[Start Entries supplied]

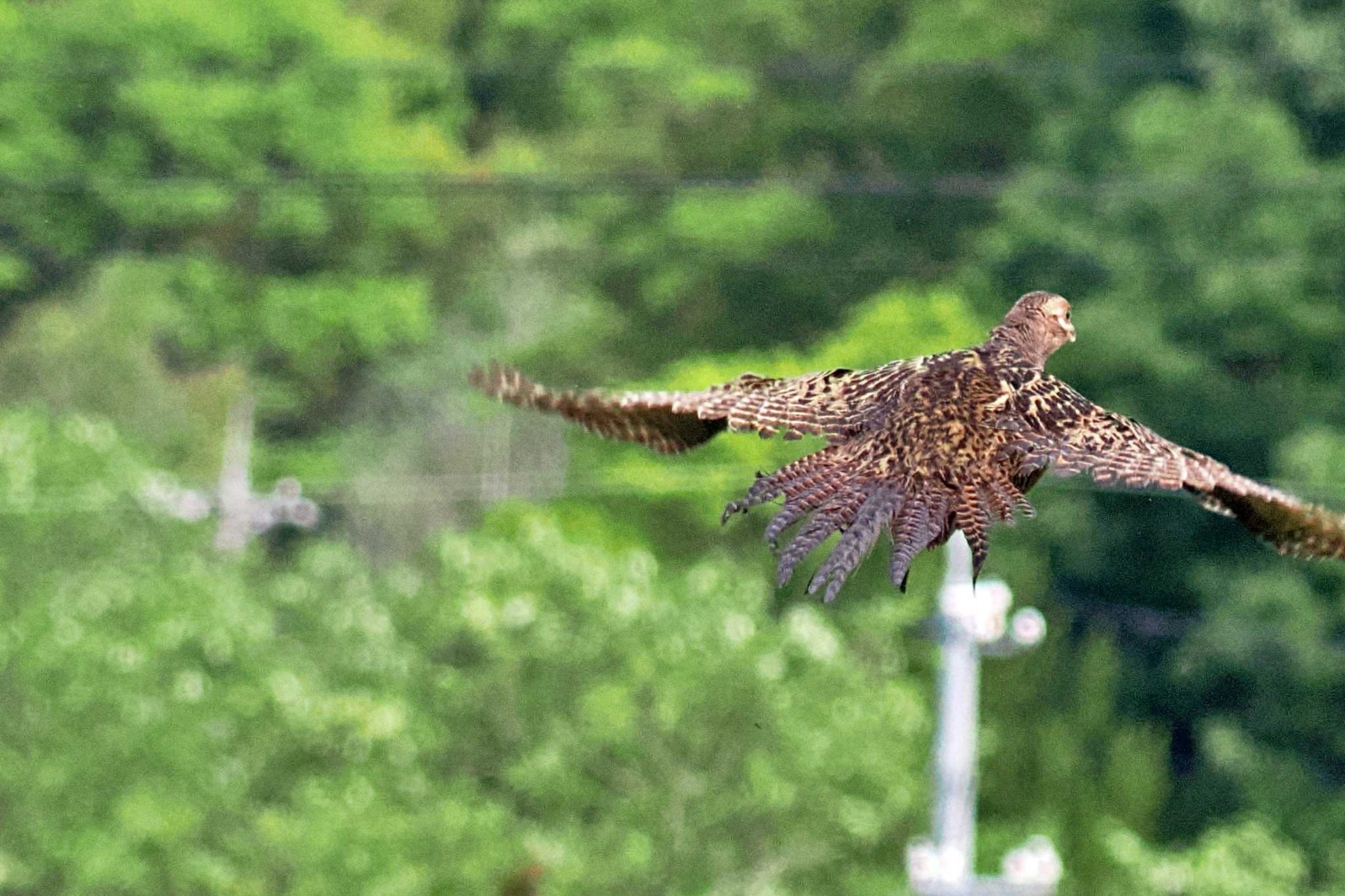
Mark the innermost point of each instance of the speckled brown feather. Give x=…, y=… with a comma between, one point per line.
x=929, y=446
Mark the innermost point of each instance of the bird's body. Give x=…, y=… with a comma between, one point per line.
x=929, y=446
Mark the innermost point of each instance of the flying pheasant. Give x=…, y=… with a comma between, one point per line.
x=927, y=446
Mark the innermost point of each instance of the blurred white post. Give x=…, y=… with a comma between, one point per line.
x=234, y=482
x=970, y=622
x=242, y=513
x=956, y=739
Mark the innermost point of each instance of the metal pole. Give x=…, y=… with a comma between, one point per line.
x=956, y=738
x=971, y=622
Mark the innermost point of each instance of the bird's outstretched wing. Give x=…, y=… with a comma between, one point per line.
x=1057, y=426
x=835, y=403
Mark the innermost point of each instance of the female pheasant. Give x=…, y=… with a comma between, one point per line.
x=926, y=446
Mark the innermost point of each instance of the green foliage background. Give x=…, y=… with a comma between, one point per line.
x=509, y=647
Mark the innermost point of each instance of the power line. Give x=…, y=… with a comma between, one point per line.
x=797, y=66
x=893, y=184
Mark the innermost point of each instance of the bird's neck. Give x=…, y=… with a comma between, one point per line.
x=1016, y=347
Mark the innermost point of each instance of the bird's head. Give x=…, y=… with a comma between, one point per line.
x=1044, y=319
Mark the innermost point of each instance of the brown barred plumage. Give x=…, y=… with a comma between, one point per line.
x=929, y=446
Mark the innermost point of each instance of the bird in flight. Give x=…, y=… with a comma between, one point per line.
x=927, y=446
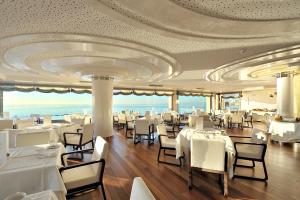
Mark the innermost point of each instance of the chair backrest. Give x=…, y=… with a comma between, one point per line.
x=24, y=123
x=141, y=126
x=161, y=129
x=128, y=118
x=147, y=115
x=122, y=118
x=79, y=121
x=237, y=117
x=167, y=116
x=100, y=152
x=196, y=122
x=88, y=133
x=47, y=120
x=6, y=124
x=6, y=115
x=259, y=136
x=207, y=153
x=140, y=191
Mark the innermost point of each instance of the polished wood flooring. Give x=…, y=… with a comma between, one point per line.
x=126, y=161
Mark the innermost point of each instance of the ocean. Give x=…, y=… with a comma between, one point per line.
x=58, y=111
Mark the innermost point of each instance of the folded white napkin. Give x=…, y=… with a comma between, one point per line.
x=4, y=147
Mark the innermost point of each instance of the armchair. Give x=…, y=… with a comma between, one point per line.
x=129, y=125
x=79, y=139
x=165, y=143
x=254, y=151
x=86, y=176
x=210, y=156
x=143, y=128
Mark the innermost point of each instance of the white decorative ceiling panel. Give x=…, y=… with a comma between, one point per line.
x=74, y=57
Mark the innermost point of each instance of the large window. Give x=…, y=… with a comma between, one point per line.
x=188, y=104
x=23, y=104
x=232, y=101
x=141, y=104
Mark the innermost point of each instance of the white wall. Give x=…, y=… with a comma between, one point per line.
x=258, y=99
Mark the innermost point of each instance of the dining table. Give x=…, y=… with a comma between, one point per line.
x=33, y=169
x=184, y=137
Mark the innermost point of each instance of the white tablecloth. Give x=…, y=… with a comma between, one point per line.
x=285, y=131
x=45, y=195
x=32, y=169
x=184, y=137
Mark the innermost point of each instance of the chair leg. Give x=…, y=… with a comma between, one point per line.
x=225, y=184
x=103, y=191
x=265, y=170
x=190, y=183
x=158, y=156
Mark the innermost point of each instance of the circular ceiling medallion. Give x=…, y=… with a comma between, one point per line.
x=79, y=57
x=261, y=10
x=262, y=67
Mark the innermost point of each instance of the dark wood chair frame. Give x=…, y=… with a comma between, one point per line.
x=151, y=133
x=73, y=191
x=223, y=185
x=248, y=121
x=167, y=154
x=128, y=129
x=240, y=125
x=77, y=146
x=262, y=160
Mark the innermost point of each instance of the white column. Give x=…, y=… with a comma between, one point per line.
x=285, y=95
x=102, y=90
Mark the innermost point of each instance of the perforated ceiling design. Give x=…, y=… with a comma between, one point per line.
x=245, y=9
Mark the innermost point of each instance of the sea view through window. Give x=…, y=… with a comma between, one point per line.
x=23, y=104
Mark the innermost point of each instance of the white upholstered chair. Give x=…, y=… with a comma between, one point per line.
x=129, y=126
x=121, y=120
x=147, y=115
x=208, y=155
x=140, y=191
x=166, y=143
x=143, y=128
x=47, y=121
x=79, y=139
x=24, y=123
x=237, y=118
x=87, y=175
x=253, y=150
x=78, y=120
x=6, y=124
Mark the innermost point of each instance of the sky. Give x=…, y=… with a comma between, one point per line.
x=37, y=98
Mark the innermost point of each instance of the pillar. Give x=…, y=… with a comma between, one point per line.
x=102, y=94
x=175, y=102
x=297, y=96
x=285, y=94
x=1, y=102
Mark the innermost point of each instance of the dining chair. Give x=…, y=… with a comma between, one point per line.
x=47, y=121
x=208, y=155
x=140, y=191
x=80, y=138
x=24, y=123
x=166, y=143
x=143, y=128
x=254, y=151
x=87, y=175
x=237, y=118
x=121, y=120
x=129, y=126
x=6, y=124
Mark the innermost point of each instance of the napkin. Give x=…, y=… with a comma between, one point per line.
x=3, y=146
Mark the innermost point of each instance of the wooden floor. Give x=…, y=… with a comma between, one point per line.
x=126, y=161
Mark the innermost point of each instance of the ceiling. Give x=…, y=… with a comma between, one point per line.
x=181, y=44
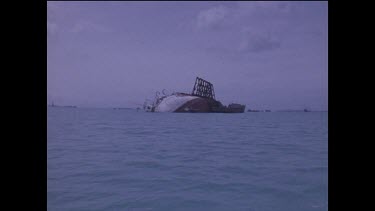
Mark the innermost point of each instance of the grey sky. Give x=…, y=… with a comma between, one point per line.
x=270, y=55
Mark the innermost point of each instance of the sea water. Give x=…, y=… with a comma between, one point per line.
x=106, y=159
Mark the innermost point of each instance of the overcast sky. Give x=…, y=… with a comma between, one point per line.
x=267, y=55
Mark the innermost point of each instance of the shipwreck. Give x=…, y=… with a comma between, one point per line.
x=201, y=100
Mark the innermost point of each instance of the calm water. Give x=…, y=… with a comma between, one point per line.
x=105, y=159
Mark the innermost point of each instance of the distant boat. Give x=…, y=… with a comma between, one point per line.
x=69, y=106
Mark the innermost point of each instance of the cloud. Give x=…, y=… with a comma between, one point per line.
x=212, y=17
x=256, y=42
x=264, y=8
x=83, y=25
x=52, y=28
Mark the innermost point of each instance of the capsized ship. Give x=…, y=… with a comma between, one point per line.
x=201, y=100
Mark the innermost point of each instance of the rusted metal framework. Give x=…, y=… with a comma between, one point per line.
x=203, y=88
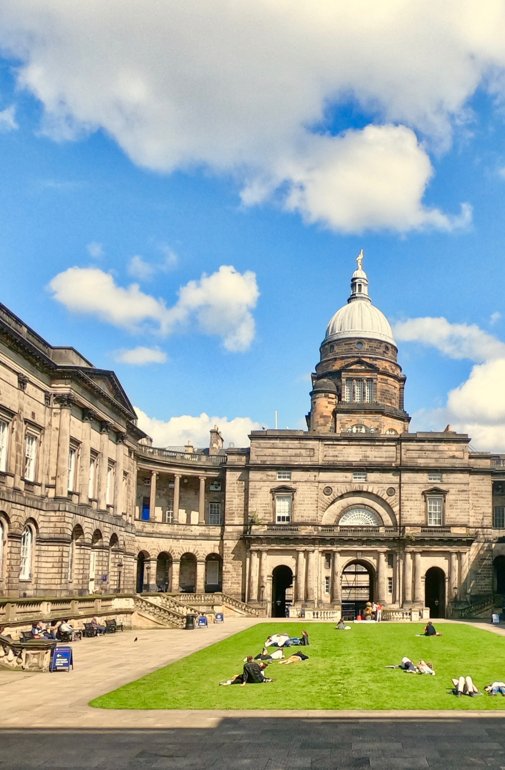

[End Entries supplied]

### Given exercise
Rewrite every one of the records above, replacing "innermost point" with "center point" wherever it occurs and keeping all other text as it is. Leave the pictures out.

### Correct output
Mark the center point of each instance of the speckled brown feather. Give x=…, y=… with a comma between, one point per line.
x=929, y=446
Mark the center point of each instance of the bird's body. Give x=…, y=… with a comma between, one point per line.
x=929, y=446
Mark the center point of each instance of the flying pheasant. Give x=…, y=… with a comma between, one point per line.
x=927, y=446
Mark the center point of each instance of the blurred white post. Give x=…, y=… with a comma between, one point per line.
x=234, y=482
x=970, y=622
x=242, y=513
x=956, y=739
Mark the center point of each instance of the metal pole. Give x=…, y=… with a comma between, one point per line.
x=956, y=738
x=971, y=622
Mark the center point of each instance of the bird's outstretched wing. Give x=…, y=… with a comma between, one point per line.
x=1057, y=426
x=835, y=403
Mark the center point of each instance of the female pheasant. Give x=…, y=… with a comma between, one point per line.
x=926, y=446
Mark the center point of each instance of the green foliage background. Give x=…, y=… with a comma between, one point per line.
x=509, y=647
Mark the center point of each instance of the power line. Give x=…, y=… with a comma between, one point per line.
x=797, y=66
x=893, y=184
Mark the center point of each instance of the bird's neck. Give x=…, y=… with a comma between, one point per line.
x=1016, y=347
Mark the center point of each instance of the bird's head. Give x=…, y=… with a comma between, one point per line.
x=1044, y=319
Mark the center point of each instance of the brown barred plumage. Give x=…, y=… with a comma between, one point per line.
x=929, y=446
Mark the center point of each instance of the bird in flight. Give x=…, y=… with a comma between, one point per line.
x=927, y=446
Mark the center point of each instance of the chair backrest. Give x=…, y=… with a comma between, one point per line.
x=24, y=123
x=141, y=126
x=161, y=129
x=128, y=118
x=147, y=115
x=122, y=118
x=79, y=121
x=237, y=117
x=167, y=116
x=100, y=152
x=196, y=122
x=88, y=133
x=47, y=120
x=6, y=124
x=6, y=115
x=259, y=136
x=207, y=153
x=140, y=191
Mark the center point of each instance of the polished wood flooring. Give x=…, y=… with a comma between, one point per line.
x=126, y=161
Mark the center point of each instance of the ocean. Give x=…, y=… with a comma between, one point per line.
x=58, y=111
Mark the center point of each instance of the folded white napkin. Give x=…, y=… with a comma between, one point per line.
x=4, y=147
Mark the center point of each instance of the armchair. Give x=…, y=… with a comma between, one point per line.
x=129, y=125
x=79, y=139
x=165, y=143
x=254, y=151
x=86, y=176
x=210, y=156
x=143, y=128
Mark the center point of each instance of the white decorative ceiling panel. Give x=…, y=… with a comma between, one point per line.
x=74, y=57
Mark the center point of each instance of the large window. Give x=…, y=… with a comma between, one point per line.
x=188, y=104
x=23, y=104
x=232, y=101
x=141, y=104
Mark the center point of each instance of the white wall. Give x=…, y=… with a comma between, one point per line.
x=258, y=99
Mark the center point of each instance of the dining table. Give x=…, y=… with a comma between, one point per line.
x=33, y=169
x=184, y=137
Mark the center point of each instance of the white tablecloth. Give x=…, y=… with a comma between, one point per line.
x=285, y=131
x=45, y=195
x=32, y=169
x=184, y=137
Mark the center point of each instance of the chair leg. Give x=…, y=… with a comma between, one point per line.
x=225, y=184
x=103, y=191
x=265, y=170
x=190, y=183
x=158, y=156
Mark the center point of each instance of the circular ceiling medallion. Give x=…, y=… with a comma between, one point per line.
x=79, y=57
x=261, y=10
x=262, y=67
Mark the center point of each instance of the dark wood chair frame. Give x=…, y=… with a comma between, one point per line.
x=151, y=133
x=73, y=191
x=223, y=185
x=248, y=121
x=167, y=154
x=128, y=129
x=240, y=125
x=77, y=146
x=262, y=160
Mark the center point of each instance of the white column. Give x=…, y=… with a comma between, one point per line.
x=285, y=95
x=102, y=90
Mark the center point of each instance of the perforated ceiling design. Give x=…, y=… with a comma between, one point per line.
x=245, y=9
Mark the center point of each instance of the sea view through window. Give x=…, y=… with a comma between, one point per line.
x=23, y=104
Mark the center point of each instance of the white upholstered chair. Give x=…, y=… with a comma between, one point per line.
x=129, y=126
x=121, y=120
x=147, y=115
x=208, y=155
x=140, y=191
x=166, y=143
x=143, y=128
x=47, y=121
x=79, y=139
x=24, y=123
x=237, y=118
x=87, y=175
x=253, y=150
x=78, y=120
x=6, y=124
Mark the center point of each instance of the sky. Give x=…, y=… with a comma between, one point per line.
x=37, y=98
Mark the center point of each instance of the pillar. Give x=…, y=… with a comma between, one point per line.
x=102, y=94
x=175, y=102
x=297, y=96
x=285, y=94
x=1, y=102
Mark the center point of each instance of the dining chair. Give x=…, y=… with a comma between, one point per line.
x=47, y=121
x=208, y=155
x=140, y=191
x=80, y=138
x=24, y=123
x=166, y=143
x=143, y=128
x=254, y=151
x=87, y=175
x=237, y=118
x=121, y=120
x=129, y=126
x=6, y=124
Mark the center point of each instance of the napkin. Give x=…, y=… with a comma between, one point per line.
x=3, y=146
Mark the center point of each instance of the wooden floor. Give x=…, y=… with a comma between, one point per line.
x=126, y=161
Mark the center point of each instance of the ceiling. Give x=…, y=… with a comma between, one point per line.
x=181, y=44
Mark the center point of each instance of the grey sky. Give x=…, y=… with a comma between, one point per line.
x=270, y=55
Mark the center point of each instance of the sea water. Give x=…, y=… with a comma between, one point per line.
x=106, y=159
Mark the center point of each instance of the overcast sky. Give x=…, y=… with a comma between, one point per line.
x=267, y=55
Mark the center point of each instance of the shipwreck. Give x=…, y=… with a comma between, one point per line.
x=201, y=100
Mark the center point of each instance of the calm water. Give x=…, y=… with a comma between, one point per line.
x=105, y=159
Mark the center point of each instance of the distant boat. Give x=…, y=… with a comma between, one point per line.
x=69, y=106
Mark the center point of each instance of the cloud. Give x=…, y=… with a comma between, one point per line.
x=212, y=17
x=256, y=42
x=264, y=8
x=83, y=25
x=52, y=28
Mark the center point of each instance of the capsized ship. Give x=…, y=… with a comma between, one point per line.
x=201, y=100
Mark the center point of each instance of the rusted metal framework. Give x=…, y=… with a comma between, one point per line.
x=203, y=88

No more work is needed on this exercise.